The lines below should be written out again in full, exactly as they are.

(Stored dataset items)
● ● ● ● ●

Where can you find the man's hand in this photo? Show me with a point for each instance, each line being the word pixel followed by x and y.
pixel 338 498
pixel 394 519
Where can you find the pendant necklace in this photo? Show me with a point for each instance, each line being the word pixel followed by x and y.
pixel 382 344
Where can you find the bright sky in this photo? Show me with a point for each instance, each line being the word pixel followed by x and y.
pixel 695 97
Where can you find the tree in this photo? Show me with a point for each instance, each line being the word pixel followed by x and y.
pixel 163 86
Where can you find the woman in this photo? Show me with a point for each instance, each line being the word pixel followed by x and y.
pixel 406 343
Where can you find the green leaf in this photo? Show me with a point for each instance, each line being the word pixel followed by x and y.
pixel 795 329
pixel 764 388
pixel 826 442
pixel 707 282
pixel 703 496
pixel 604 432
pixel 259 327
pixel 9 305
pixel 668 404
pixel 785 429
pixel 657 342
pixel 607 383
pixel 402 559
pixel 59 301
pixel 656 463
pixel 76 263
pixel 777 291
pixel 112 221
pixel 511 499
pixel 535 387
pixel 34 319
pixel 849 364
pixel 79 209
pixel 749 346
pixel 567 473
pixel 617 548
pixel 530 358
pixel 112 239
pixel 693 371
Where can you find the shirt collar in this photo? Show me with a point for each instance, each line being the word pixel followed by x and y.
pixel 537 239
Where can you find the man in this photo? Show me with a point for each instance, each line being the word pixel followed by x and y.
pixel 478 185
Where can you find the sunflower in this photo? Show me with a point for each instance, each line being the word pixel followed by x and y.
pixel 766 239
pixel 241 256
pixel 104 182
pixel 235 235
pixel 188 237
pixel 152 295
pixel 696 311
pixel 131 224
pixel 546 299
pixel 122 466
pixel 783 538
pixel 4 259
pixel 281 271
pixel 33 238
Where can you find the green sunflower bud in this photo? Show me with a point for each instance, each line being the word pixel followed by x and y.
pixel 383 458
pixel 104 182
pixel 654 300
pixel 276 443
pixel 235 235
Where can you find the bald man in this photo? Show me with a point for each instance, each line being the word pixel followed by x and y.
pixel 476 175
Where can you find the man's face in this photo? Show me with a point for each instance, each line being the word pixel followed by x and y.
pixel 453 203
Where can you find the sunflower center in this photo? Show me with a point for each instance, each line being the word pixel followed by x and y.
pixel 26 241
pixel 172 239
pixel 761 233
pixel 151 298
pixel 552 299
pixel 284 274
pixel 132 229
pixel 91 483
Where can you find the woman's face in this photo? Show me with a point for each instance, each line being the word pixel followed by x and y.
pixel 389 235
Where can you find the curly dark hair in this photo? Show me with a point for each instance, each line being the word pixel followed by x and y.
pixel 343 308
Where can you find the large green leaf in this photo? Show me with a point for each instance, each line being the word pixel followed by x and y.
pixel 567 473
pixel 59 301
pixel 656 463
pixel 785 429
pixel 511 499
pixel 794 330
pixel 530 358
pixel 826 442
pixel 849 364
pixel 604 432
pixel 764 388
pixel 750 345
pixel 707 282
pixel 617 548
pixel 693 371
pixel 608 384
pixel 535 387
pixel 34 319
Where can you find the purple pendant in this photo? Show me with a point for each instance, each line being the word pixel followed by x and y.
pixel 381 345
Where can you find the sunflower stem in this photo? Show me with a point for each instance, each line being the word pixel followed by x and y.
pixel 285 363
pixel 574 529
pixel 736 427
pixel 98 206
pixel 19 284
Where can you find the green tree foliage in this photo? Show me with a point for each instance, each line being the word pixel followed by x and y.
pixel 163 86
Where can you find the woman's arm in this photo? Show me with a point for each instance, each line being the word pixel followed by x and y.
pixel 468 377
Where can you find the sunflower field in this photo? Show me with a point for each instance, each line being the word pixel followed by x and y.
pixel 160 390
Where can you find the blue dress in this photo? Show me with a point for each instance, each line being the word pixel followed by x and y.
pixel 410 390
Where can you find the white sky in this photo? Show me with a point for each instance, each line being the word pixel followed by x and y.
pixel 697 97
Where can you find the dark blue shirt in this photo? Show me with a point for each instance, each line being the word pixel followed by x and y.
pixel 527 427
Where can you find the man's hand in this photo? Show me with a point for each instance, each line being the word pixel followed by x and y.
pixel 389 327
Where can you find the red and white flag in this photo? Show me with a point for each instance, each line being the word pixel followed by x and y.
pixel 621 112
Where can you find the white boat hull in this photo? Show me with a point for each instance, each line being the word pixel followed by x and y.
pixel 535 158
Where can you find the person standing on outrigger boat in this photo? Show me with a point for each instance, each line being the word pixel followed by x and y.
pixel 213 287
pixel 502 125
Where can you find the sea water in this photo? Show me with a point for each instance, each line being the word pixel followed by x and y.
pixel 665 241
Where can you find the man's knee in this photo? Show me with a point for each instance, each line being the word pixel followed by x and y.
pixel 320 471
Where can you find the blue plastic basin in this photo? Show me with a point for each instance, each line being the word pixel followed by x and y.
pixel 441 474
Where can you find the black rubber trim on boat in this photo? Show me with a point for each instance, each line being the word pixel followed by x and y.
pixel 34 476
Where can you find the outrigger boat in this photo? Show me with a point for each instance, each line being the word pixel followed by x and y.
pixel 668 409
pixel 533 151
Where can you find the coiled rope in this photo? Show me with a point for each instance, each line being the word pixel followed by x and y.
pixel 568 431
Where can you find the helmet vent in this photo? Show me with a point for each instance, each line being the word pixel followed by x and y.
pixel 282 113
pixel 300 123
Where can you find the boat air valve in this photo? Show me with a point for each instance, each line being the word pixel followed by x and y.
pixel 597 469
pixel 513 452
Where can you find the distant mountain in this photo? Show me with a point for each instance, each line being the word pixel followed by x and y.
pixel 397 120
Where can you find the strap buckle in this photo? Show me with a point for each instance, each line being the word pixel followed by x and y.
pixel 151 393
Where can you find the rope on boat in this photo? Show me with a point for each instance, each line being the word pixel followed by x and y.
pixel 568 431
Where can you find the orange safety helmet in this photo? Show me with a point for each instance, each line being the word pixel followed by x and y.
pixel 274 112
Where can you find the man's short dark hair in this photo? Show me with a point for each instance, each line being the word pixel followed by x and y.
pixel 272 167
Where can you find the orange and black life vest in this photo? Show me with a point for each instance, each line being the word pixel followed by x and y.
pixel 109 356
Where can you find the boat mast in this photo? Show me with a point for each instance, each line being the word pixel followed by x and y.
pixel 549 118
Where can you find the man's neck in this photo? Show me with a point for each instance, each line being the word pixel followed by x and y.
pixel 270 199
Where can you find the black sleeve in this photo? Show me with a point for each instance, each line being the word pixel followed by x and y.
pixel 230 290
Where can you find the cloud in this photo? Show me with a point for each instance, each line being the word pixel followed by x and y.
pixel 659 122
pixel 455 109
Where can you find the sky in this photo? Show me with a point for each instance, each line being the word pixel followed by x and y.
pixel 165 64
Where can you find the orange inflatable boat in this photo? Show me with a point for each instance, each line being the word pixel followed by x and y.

● ● ● ● ●

▶ [Solution to the problem]:
Where can you find the man's hand in this photo? Show me with a point for each instance, each line being the word pixel followed by x and y.
pixel 338 498
pixel 394 519
Where can you find the pendant necklace in this photo? Show me with a point for each instance, each line being the word pixel followed by x and y.
pixel 382 344
Where can you find the bright sky in this photo? Show me with a point for each instance, each line being the word pixel followed by x and y.
pixel 695 97
Where can you find the tree in this photo? Show me with a point for each instance, each line being the word pixel followed by x and y.
pixel 163 86
Where can you find the woman in this photo? Show me with a point for each instance, each line being the word pixel followed by x and y.
pixel 406 343
Where can you find the green leaf in this photo? Show me with a point for each instance, each line being the word pixel followed by x and y.
pixel 795 329
pixel 764 388
pixel 826 442
pixel 707 282
pixel 703 496
pixel 604 432
pixel 259 327
pixel 9 305
pixel 668 404
pixel 785 429
pixel 657 342
pixel 607 383
pixel 402 559
pixel 59 301
pixel 656 463
pixel 76 263
pixel 777 291
pixel 112 221
pixel 511 499
pixel 535 387
pixel 34 319
pixel 849 364
pixel 79 209
pixel 749 346
pixel 567 473
pixel 617 548
pixel 530 358
pixel 112 239
pixel 693 371
Where can you find the shirt collar in this photo? Show me with a point for each instance, each line being the word pixel followed by x and y.
pixel 537 239
Where can you find the man in this photo? Show me with a point for each instance, each line being the word pixel followed by x and y.
pixel 478 185
Where can you find the sunflower in this photo? Show me with a point for each instance, each line being the word pixel followed by x and y.
pixel 766 239
pixel 241 256
pixel 104 182
pixel 235 235
pixel 188 237
pixel 152 295
pixel 696 311
pixel 131 224
pixel 546 299
pixel 122 466
pixel 783 538
pixel 4 259
pixel 281 271
pixel 33 238
Where can you find the green sunflower bud in this photo? Show me with a point for each instance, each line being the word pixel followed by x and y.
pixel 383 458
pixel 104 182
pixel 654 300
pixel 276 443
pixel 235 235
Where can you find the bald man in this photo? Show me with a point for each instance, each line being the word pixel followed by x and y.
pixel 476 175
Where can you find the man's face in this photo? Show me with a point for each instance, each line being the word pixel followed by x and y.
pixel 453 203
Where can you find the sunflower center in this photo? Show me with a point for each instance, each line being the word pixel followed by x and y.
pixel 26 241
pixel 172 239
pixel 761 233
pixel 151 298
pixel 552 299
pixel 284 274
pixel 132 229
pixel 91 483
Where can you find the woman's face in this photo? Show me with a point for each instance, each line being the word pixel followed by x and y.
pixel 389 235
Where can you find the curly dark hair in this photo? Show me with a point for each instance, each line being the word pixel followed by x and y.
pixel 343 308
Where can you find the large green leaf in this photo? Show me with a point for each instance, each line being the word pixel followed by x and y.
pixel 567 473
pixel 59 301
pixel 656 463
pixel 785 429
pixel 511 499
pixel 794 330
pixel 530 358
pixel 826 442
pixel 849 364
pixel 604 432
pixel 764 388
pixel 750 345
pixel 707 282
pixel 617 548
pixel 693 371
pixel 608 384
pixel 535 387
pixel 34 319
Where can you find the purple pendant in this photo? Show me with a point for each instance, each line being the word pixel followed by x and y.
pixel 381 345
Where can you find the sunflower stem in this photo? Show me with a point for each instance, each line being the word pixel followed by x and y.
pixel 285 363
pixel 574 529
pixel 736 427
pixel 98 206
pixel 19 284
Where can you find the green tree foliage in this photo? Show me with a point for each instance, each line being the word pixel followed by x and y.
pixel 163 86
Where can you find the woman's arm in this photo? Show me with a point for each instance, each line being the word pixel followed by x and y.
pixel 468 377
Where can you find the sunflower field in this photo? Show me with a point for each instance, each line being the word pixel followed by x and y.
pixel 160 390
Where can you find the blue dress in this photo? Show me with a point for each instance, each line being the word pixel followed by x and y.
pixel 410 390
Where can you find the white sky in this photo? Show me with a point for each instance, each line being the word pixel followed by x and y.
pixel 697 97
Where can you find the dark blue shirt in this photo? Show me with a point for each instance, each line being the word pixel followed by x and y.
pixel 527 427
Where can you find the man's hand in this photo? Show me with a point for each instance, each line being the word pixel followed by x and y.
pixel 389 327
Where can you find the red and white flag in this photo? Show me with a point for each instance, each line being the word pixel followed by x and y.
pixel 621 112
Where can you find the white boat hull in this photo? Show me with a point for each instance, each line being the word pixel followed by x and y.
pixel 535 158
Where can you find the person standing on outrigger boat in this photo? Show me with a point for each instance, each line being the word pixel followed by x and y.
pixel 213 287
pixel 502 125
Where can you find the sea water in this photo? Show me with a point for each instance, each line being the word pixel followed by x and y.
pixel 665 241
Where can you find the man's knee in this photo? Show me with a point for each instance, each line being the word pixel followed by x and y.
pixel 320 471
Where can you find the blue plastic basin in this photo? Show me with a point for each instance, each line being the word pixel followed by x and y.
pixel 441 474
Where can you find the black rubber trim on boat in this photo? Show me with a point for each instance, each line being the word pixel followed by x and y.
pixel 34 476
Where can you find the outrigger boat in this photo? Show me with a point for each instance, each line being the word pixel followed by x and y.
pixel 668 409
pixel 533 151
Where can you find the coiled rope in this photo? Show me with a point for each instance, each line being the word pixel followed by x and y.
pixel 568 431
Where can you find the helmet vent in this photo? Show me with a point for each instance, each line being the word pixel followed by x and y.
pixel 282 113
pixel 300 123
Where can you find the boat air valve in this photo? Show me with a point for each instance, each line being the word pixel followed by x and y.
pixel 597 469
pixel 513 452
Where can you find the distant mountain in this photo? Show me with a point for each instance, each line being the word pixel followed by x and y.
pixel 397 120
Where can you find the strap buckle in this photo? Show me with a point for each instance, each line being the word pixel followed by x and y.
pixel 151 393
Where can you find the rope on boat in this photo? Show me with a point for each instance, each line being the word pixel followed by x and y.
pixel 568 431
Where can you find the orange safety helmet in this photo? Show me with a point for each instance, each line being the word pixel followed by x and y.
pixel 274 112
Where can you find the man's short dark hair in this photo? Show me with a point for each instance, each line being the word pixel followed by x and y.
pixel 272 167
Where can you find the orange and black life vest in this photo? Show me with a point for each instance, each line being the word pixel followed by x and y.
pixel 109 356
Where can you find the boat mast in this photo? Show me with a point for each instance, each line being the word pixel followed by x and y.
pixel 549 118
Where can you find the man's neck in this photo? Show me with a point for each instance, each line being the word pixel followed by x and y.
pixel 270 199
Where can you find the black sleeve in this photo? Show me with a point for each instance, each line being the word pixel followed by x and y.
pixel 230 290
Where can you find the cloud in this photo? Show me with a point for each instance, each line being the word pixel followed by x and y.
pixel 659 122
pixel 455 109
Where can you find the sky in this photo? Show me with a point for each instance, each line being the word pixel followed by x and y.
pixel 165 64
Where can you find the orange inflatable boat in this photo? Show me with a point for each instance, each line being the word pixel followed by x and y.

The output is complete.